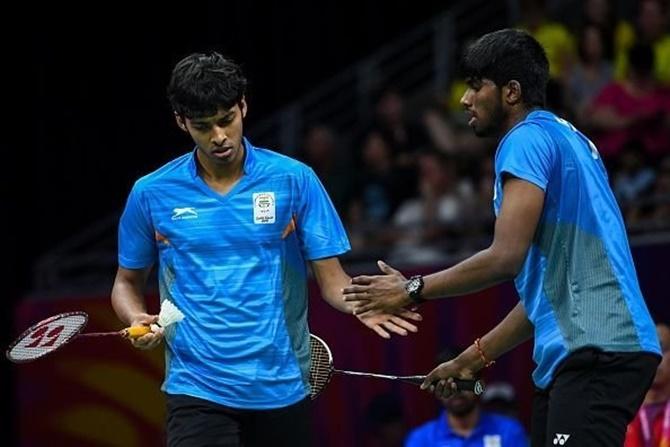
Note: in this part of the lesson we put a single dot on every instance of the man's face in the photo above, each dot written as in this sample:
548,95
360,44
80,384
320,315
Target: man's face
483,103
218,137
662,378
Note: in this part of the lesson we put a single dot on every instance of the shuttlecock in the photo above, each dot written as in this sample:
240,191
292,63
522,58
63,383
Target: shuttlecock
168,315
--------------------
What the task asks - Please copy the data above character for character, skipping any pictures.

Your response -
Note: in this part of the lesson we put a single dot on every instance of the man's face in the photo above, each dot written as in this sample:
548,95
360,44
80,384
320,315
Target: man's face
483,103
218,137
662,378
Note: in this part of the lesson we put a single dot on every instance of the shuttlecock in the photo above, each dot written as in this sample:
240,191
292,63
522,58
63,383
Target: shuttlecock
168,315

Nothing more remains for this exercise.